Centex Suspends Solar Repairs

We’ve written before about the problems with solar roofing tiles on homes built by Centex, one of the nation’s largest home builders.  Now we have heard that they are suspending their repair program, leaving homeowners with no recourse but to shut down their systems.  Here’s our update.

Last December we wrote about how Centex was dragging its feet on repairing faulty solar roof tile systems in “solar homes” that they built.  Despite a mandated recall from the Consumer Products Safety Commission, Centex was demanding that homeowners sign an overreaching release form before they would begin repairs.  In the meantime, homeowners had been advised to turn their systems off to avoid a possible risk of fire. Here was the release language that concerned us:

Release.  In consideration of completion of the CPSC Repair [i.e., repair of the solar tiles] owner releases and fully discharges Centex Homes from any and all liabilities, claims, causes of action, or damages of whatever nature, character, type or description, which Owner may have or may incur in the future, arising out of, or in any way connected with component parts, being replaced/added under the CPSC Repair.

(Emphasis added.)

We wrote then that it seemed unfair to make an innocent homeowner either release all of their rights regarding future problems or be denied the “benefit of their bargain” regarding owning a solar powered home.

Now we are getting word from affected homeowners that Centex has completely suspended its repair program in light of new fires that have occurred in allegedly repaired homes.  Here is a copy of an email that Centex sent out to homeowners in July:

Dear Centex Homeowner:

Thank you for taking the time to read this update regarding your solar panels.

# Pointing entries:
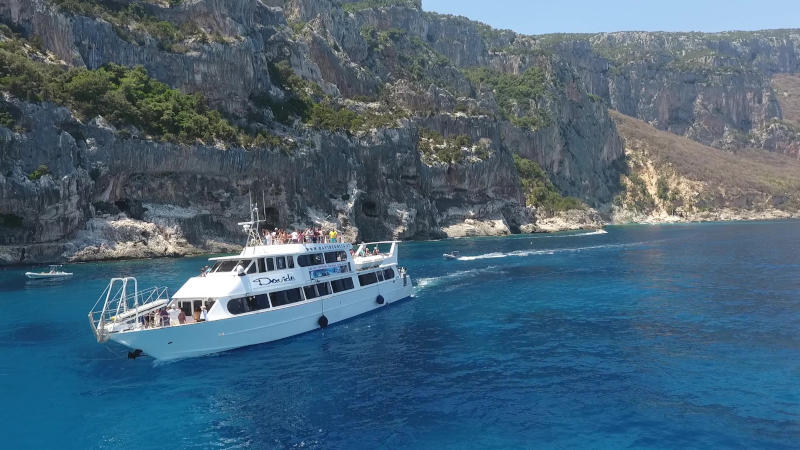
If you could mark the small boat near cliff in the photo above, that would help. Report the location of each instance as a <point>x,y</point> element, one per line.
<point>55,273</point>
<point>265,293</point>
<point>452,255</point>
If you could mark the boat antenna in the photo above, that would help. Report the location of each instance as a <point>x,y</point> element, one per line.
<point>251,227</point>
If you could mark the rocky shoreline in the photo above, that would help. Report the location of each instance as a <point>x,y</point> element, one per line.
<point>122,238</point>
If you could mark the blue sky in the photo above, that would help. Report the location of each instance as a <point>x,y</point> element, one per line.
<point>584,16</point>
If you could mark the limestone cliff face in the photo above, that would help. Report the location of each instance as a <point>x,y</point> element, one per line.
<point>713,88</point>
<point>112,193</point>
<point>372,184</point>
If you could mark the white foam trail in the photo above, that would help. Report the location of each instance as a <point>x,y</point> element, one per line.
<point>593,233</point>
<point>423,283</point>
<point>587,233</point>
<point>539,252</point>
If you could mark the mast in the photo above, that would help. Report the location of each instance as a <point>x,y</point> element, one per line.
<point>251,228</point>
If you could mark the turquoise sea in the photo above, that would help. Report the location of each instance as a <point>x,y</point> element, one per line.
<point>646,336</point>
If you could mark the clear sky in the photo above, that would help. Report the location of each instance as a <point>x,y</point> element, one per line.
<point>586,16</point>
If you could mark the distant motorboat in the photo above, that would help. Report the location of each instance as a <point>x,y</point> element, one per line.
<point>54,273</point>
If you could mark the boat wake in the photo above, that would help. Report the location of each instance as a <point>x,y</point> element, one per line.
<point>495,255</point>
<point>424,283</point>
<point>586,233</point>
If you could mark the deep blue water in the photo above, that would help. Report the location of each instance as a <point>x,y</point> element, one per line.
<point>646,336</point>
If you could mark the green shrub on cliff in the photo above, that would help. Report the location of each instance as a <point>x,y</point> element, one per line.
<point>129,96</point>
<point>306,101</point>
<point>40,171</point>
<point>450,150</point>
<point>517,95</point>
<point>538,189</point>
<point>6,119</point>
<point>122,95</point>
<point>133,21</point>
<point>369,4</point>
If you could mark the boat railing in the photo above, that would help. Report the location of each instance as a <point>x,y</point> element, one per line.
<point>122,306</point>
<point>364,258</point>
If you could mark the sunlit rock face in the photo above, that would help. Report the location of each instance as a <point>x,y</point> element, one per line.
<point>374,182</point>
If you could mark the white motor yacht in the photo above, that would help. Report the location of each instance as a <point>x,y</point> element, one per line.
<point>55,273</point>
<point>266,293</point>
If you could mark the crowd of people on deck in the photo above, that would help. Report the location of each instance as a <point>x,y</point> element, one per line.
<point>309,235</point>
<point>168,317</point>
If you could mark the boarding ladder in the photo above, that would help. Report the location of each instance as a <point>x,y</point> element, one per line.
<point>118,309</point>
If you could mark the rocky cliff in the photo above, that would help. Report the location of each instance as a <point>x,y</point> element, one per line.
<point>374,117</point>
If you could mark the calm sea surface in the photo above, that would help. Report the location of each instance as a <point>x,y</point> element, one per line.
<point>645,336</point>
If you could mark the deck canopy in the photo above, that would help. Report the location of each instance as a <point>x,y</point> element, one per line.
<point>211,287</point>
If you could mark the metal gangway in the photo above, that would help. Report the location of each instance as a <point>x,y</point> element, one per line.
<point>118,309</point>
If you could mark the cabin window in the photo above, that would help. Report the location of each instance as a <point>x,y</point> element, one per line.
<point>294,295</point>
<point>331,257</point>
<point>342,284</point>
<point>310,291</point>
<point>258,302</point>
<point>311,259</point>
<point>248,304</point>
<point>303,260</point>
<point>322,289</point>
<point>186,307</point>
<point>367,279</point>
<point>285,297</point>
<point>226,266</point>
<point>236,306</point>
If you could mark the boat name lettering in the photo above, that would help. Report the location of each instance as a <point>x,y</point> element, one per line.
<point>330,270</point>
<point>266,281</point>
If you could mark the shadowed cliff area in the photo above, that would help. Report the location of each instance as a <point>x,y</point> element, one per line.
<point>143,128</point>
<point>672,178</point>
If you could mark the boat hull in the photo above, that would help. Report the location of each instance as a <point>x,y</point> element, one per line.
<point>46,276</point>
<point>204,338</point>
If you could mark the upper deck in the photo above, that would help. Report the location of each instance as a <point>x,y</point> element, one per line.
<point>256,251</point>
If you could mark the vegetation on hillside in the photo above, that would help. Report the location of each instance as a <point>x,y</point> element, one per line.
<point>709,178</point>
<point>517,95</point>
<point>306,101</point>
<point>123,96</point>
<point>449,150</point>
<point>40,171</point>
<point>369,4</point>
<point>408,57</point>
<point>539,191</point>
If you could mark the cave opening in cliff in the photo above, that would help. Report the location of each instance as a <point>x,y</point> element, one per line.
<point>369,208</point>
<point>271,218</point>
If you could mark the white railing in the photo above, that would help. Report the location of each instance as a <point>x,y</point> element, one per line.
<point>118,309</point>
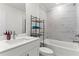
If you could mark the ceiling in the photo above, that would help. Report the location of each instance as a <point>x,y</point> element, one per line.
<point>20,6</point>
<point>45,6</point>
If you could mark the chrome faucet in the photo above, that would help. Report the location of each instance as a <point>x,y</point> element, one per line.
<point>76,41</point>
<point>14,34</point>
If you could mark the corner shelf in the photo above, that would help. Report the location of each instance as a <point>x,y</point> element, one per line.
<point>37,27</point>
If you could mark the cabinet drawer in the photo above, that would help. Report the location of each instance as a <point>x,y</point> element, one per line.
<point>14,51</point>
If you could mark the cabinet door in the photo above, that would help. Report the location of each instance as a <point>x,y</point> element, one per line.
<point>34,52</point>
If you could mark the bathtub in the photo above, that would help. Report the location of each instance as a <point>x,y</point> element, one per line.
<point>62,48</point>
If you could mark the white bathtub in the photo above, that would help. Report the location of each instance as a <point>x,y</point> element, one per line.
<point>62,48</point>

# GOAL 1:
Swap "email" for "letter" and give again the stretch of the Centex solar repair article from "(Emphasis added.)" through "your solar panels.".
# GOAL 2:
Select every line of the entries that contains the word "white", and copy each one.
The article and the entries are separate, unrelated material.

# FINISHED ANSWER 1:
(Emphasis added.)

We wrote then that it seemed unfair to make an innocent homeowner either release all of their rights regarding future problems or be denied the “benefit of their bargain” regarding owning a solar powered home.

Now we are getting word from affected homeowners that Centex has completely suspended its repair program in light of new fires that have occurred in allegedly repaired homes.  Here is a copy of an letter that Centex sent out to homeowners in July:

Dear Centex Homeowner:

Thank you for taking the time to read this update regarding your solar panels.

# FINISHED ANSWER 2:
If you could mark the white foam trail in the photo above, that would help. Report the location of each instance as a <point>x,y</point> element, one per line.
If you could mark the white motor yacht in the photo above, that would help. Report the location of each instance as a <point>x,y</point> element, one per line.
If you could mark the white railing in the photo above, that would help. Report the location of each instance as a <point>x,y</point> element, one per line.
If you could mark the white bathtub in the photo above, that would help. Report the location of each instance as a <point>x,y</point> element, one per line.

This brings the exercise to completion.